:: Auszug ::
+---+
# Wrackangeln in der Ostsee



## Fischbox (2. Dezember 2002)

#h Moin, Ihr &quot;positiv Verrückten&quot;! #h 

Hab da mal &acute;ne Frage. Früher war ich des öfteren auf der Nordsee zum Wrackangeln. Das waren echt supergeile Fangerlebnisse mit bis zu 25 Dorschen von 3 bis 15 Pfund pro Person. Aber das war leider einmal.  :c 
Jetzt als absoluter Baltic-Fan mit eigenem Boot, möchte ich versuchen den vielen Schiffswracks auf der Ostsee mal den einen oder anderen fetten Dorsch zu entlocken. Habe jetzt mal meine Seekarten studiert und um Fehmarn herum, sowie in der Neustädter Bucht einige Wracks ausfindig gemacht, die für mich bei stabiler Wetterlage als Angelziel in Frage kommen. Leider lassen sich die GPS-Daten nur sehr ungenau aus den Karten herauslesen, so daß ich wohl allein einen halben Urlaub damit verbringe ein Wrack zu orten. Hat jemand Tips für mich, wie ich an genaue Daten komme? ;+ 
Es soll mir ja keiner seinen Hot-Spot verraten, einer kleiner Tipp würde schon reichen. Gibt es vielleicht irgendwelches Buchmaterial (z.B. zum Thema &quot;Tauchen&quot; ) was mich da weiterbringen kann?
+---+
:: Vorliegende Daten ::
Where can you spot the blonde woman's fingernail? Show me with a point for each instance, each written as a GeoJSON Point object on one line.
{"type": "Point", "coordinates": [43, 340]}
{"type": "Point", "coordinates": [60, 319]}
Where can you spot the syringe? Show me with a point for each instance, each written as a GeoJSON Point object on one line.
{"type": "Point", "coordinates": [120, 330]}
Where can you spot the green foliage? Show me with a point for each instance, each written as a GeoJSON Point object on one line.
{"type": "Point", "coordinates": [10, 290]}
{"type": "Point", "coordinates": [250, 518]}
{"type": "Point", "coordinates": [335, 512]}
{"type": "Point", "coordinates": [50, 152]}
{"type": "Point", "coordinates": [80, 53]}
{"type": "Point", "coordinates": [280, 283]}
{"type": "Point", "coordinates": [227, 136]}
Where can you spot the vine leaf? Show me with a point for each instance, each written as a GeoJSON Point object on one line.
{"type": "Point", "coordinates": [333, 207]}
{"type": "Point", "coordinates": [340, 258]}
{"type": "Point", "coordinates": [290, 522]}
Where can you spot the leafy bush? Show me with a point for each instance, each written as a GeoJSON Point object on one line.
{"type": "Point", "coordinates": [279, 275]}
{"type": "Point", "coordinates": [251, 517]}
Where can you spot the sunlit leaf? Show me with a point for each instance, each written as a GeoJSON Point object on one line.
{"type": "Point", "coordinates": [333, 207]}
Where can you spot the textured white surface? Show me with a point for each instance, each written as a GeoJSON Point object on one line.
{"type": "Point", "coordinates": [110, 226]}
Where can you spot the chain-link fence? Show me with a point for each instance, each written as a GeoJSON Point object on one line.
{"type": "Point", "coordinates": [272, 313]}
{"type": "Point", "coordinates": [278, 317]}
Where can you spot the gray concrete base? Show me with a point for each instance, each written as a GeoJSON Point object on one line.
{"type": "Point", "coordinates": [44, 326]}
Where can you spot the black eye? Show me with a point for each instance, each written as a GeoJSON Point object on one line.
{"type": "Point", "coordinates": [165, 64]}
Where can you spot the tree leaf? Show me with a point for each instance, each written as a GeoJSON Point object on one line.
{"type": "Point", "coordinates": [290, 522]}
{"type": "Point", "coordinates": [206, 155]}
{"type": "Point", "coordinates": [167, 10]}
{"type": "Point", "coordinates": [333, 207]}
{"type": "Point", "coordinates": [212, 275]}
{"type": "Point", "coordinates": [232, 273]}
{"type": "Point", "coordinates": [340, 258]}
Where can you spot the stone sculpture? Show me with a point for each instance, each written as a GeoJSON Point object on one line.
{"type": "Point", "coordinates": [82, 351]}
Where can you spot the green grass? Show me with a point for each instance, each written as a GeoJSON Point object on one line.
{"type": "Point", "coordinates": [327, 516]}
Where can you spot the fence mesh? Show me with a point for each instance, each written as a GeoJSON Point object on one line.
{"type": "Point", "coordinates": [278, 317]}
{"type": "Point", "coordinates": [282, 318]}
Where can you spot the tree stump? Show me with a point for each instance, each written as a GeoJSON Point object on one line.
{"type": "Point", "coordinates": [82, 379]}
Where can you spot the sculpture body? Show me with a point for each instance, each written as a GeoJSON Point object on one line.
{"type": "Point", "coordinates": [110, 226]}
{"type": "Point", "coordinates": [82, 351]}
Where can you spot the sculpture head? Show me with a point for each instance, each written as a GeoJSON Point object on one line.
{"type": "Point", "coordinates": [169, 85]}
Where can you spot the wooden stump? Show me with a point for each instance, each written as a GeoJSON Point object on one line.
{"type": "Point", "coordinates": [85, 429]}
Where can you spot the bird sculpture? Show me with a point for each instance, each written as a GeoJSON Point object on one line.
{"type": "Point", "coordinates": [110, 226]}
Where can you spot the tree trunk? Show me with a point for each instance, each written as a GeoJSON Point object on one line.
+---+
:: Aufgabenstellung ::
Fasse den Beitrag über das Wrackangeln in der Ostsee in zwei Sätzen zusammen.

:: Ergebnis ::
Im Beitrag wird berichtet, dass früher beim Wrackangeln auf der Nordsee bis zu 25 Dorsche pro Person gefangen wurden und nun mit eigenem Boot auf der Ostsee Wracks um Fehmarn und in der Neustädter Bucht aus den Seekarten als Angelziele herausgesucht wurden. Weil sich die GPS-Daten nur sehr ungenau aus den Karten ablesen lassen, wird um Tipps gebeten, wie man an genaue Daten kommt, etwa durch Buchmaterial zum Thema Tauchen.